▶ Records supplied
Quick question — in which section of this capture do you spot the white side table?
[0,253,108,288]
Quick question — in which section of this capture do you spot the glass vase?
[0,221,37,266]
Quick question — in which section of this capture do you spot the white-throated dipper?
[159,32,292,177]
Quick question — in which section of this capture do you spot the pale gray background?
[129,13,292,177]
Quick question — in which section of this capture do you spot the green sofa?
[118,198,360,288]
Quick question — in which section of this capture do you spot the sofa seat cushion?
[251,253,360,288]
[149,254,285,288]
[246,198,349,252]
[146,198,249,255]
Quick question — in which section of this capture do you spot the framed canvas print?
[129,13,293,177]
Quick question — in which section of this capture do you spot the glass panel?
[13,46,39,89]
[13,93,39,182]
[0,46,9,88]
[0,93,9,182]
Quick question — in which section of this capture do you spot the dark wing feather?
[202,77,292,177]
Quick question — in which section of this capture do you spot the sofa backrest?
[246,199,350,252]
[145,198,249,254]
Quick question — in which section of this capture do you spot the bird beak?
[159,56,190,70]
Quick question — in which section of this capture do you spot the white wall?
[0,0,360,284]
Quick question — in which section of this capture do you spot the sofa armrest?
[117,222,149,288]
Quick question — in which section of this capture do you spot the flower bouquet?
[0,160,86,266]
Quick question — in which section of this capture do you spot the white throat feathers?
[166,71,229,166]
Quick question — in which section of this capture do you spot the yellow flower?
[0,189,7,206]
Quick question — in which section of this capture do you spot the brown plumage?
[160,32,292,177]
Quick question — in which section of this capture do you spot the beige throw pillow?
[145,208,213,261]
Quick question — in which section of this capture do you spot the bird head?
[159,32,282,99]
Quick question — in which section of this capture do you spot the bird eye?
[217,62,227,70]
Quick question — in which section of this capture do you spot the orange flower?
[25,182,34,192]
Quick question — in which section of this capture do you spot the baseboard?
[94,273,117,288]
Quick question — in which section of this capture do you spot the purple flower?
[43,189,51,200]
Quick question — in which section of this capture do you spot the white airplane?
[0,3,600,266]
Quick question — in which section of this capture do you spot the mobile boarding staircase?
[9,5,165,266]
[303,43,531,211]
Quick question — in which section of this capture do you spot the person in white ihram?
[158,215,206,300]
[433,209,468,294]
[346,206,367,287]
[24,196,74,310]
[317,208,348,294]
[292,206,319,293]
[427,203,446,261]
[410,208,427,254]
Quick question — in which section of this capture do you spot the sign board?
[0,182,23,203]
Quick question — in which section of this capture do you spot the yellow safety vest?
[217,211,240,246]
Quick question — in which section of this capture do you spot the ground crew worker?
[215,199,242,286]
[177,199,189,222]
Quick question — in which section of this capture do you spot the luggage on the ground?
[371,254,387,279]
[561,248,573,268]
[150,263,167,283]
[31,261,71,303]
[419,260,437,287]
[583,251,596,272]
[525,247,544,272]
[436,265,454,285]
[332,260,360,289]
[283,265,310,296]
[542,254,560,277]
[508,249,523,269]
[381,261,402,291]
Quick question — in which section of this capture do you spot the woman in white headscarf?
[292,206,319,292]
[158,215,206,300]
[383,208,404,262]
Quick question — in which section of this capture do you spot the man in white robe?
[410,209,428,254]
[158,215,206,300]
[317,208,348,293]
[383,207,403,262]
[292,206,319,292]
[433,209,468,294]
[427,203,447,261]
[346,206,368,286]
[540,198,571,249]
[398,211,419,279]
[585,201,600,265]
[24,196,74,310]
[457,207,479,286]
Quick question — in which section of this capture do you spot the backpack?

▶ Aim of the task
Please reproduce the listing above with "capture" replaced by "frame" wherever it occurs, keeping everything else the same.

▶ The completed task
Quick question — in which section of this frame do you spot the white side table?
[0,253,108,288]
Quick question — in which section of this frame do you spot the glass vase?
[0,221,37,266]
Quick question — in which section of this frame do you spot the white-throated dipper?
[159,32,292,177]
Quick question — in which section of this frame do you spot the pale gray background?
[129,13,292,177]
Quick question — in which section of this frame do you spot the green sofa?
[118,198,360,288]
Quick question — in which section of this frame do you spot the sofa seat cushion?
[251,253,360,288]
[149,254,285,288]
[246,198,349,252]
[146,198,249,255]
Quick question — in which section of this frame do you spot the framed canvas print?
[129,13,293,177]
Quick question — in which section of this frame do you spot the glass panel?
[13,46,39,89]
[13,93,39,182]
[0,46,9,88]
[0,93,9,182]
Quick question — in which section of this frame do you spot the dark wing feather?
[202,77,292,177]
Quick question — in which section of this frame do you spot the sofa backrest?
[246,199,350,252]
[145,198,249,254]
Quick question — in which section of this frame do you spot the bird beak?
[159,56,190,70]
Quick question — in which section of this frame do you spot the white wall?
[0,0,360,284]
Quick question — in which section of this frame do you spot the sofa armrest?
[117,222,149,288]
Quick question — in which section of this frame do you spot the flower bouquet?
[0,160,86,266]
Quick question — in which section of this frame do you spot the white throat feathers?
[166,71,229,166]
Quick question — in which section of this frame do you spot the yellow flower?
[0,189,7,206]
Quick question — in which section of this frame do you spot the brown plumage?
[160,32,292,177]
Quick question — in which section of this frame do you spot the beige throw pillow?
[145,208,213,261]
Quick question — in which section of this frame do you spot the bird head?
[159,32,282,99]
Quick question — in which section of this frame do you spot the bird eye?
[217,62,227,70]
Quick question — in which section of this frame do you spot the orange flower?
[25,182,34,192]
Quick question — in which section of this frame do you spot the baseboard?
[94,273,117,288]
Quick question — in which section of this frame do you spot the purple flower?
[43,189,51,200]
Quick question — in which section of this frame do you spot the white airplane?
[0,3,600,266]
Quick question — in which section of this frame do you spot the mobile boarding staircase?
[9,5,165,266]
[303,43,531,211]
Quick question — in which section of this frame do you spot the person in white ihram?
[158,215,206,300]
[433,209,468,294]
[346,206,367,287]
[24,196,74,310]
[317,208,348,294]
[292,206,319,293]
[427,203,446,261]
[410,208,427,254]
Quick question — in which section of this frame do you spot the sign board?
[0,182,23,203]
Quick question — in which section of this frame do you spot the yellow safety vest?
[217,211,240,246]
Quick question — in which section of this frame do you spot the ground crew worker?
[215,199,242,286]
[177,199,189,222]
Quick question — in which section of this frame do you spot the luggage on the ground?
[371,254,387,279]
[561,248,573,268]
[150,263,167,283]
[31,261,71,303]
[419,260,437,287]
[583,251,596,272]
[525,247,544,272]
[436,265,454,285]
[332,260,360,289]
[283,265,310,296]
[542,254,560,277]
[508,249,523,269]
[381,261,402,291]
Quick question — in which section of this frame do you spot the woman in white headscarf?
[292,206,319,292]
[158,215,206,300]
[383,208,404,262]
Quick question — in which section of this frame do you spot the man in white robe?
[410,209,428,254]
[158,215,206,300]
[317,208,348,293]
[383,207,403,262]
[292,206,319,292]
[433,209,468,294]
[427,203,447,261]
[346,206,368,286]
[540,198,571,249]
[398,211,419,279]
[585,201,600,265]
[24,196,74,310]
[457,207,479,286]
Quick question — in which section of this frame do you spot the backpack?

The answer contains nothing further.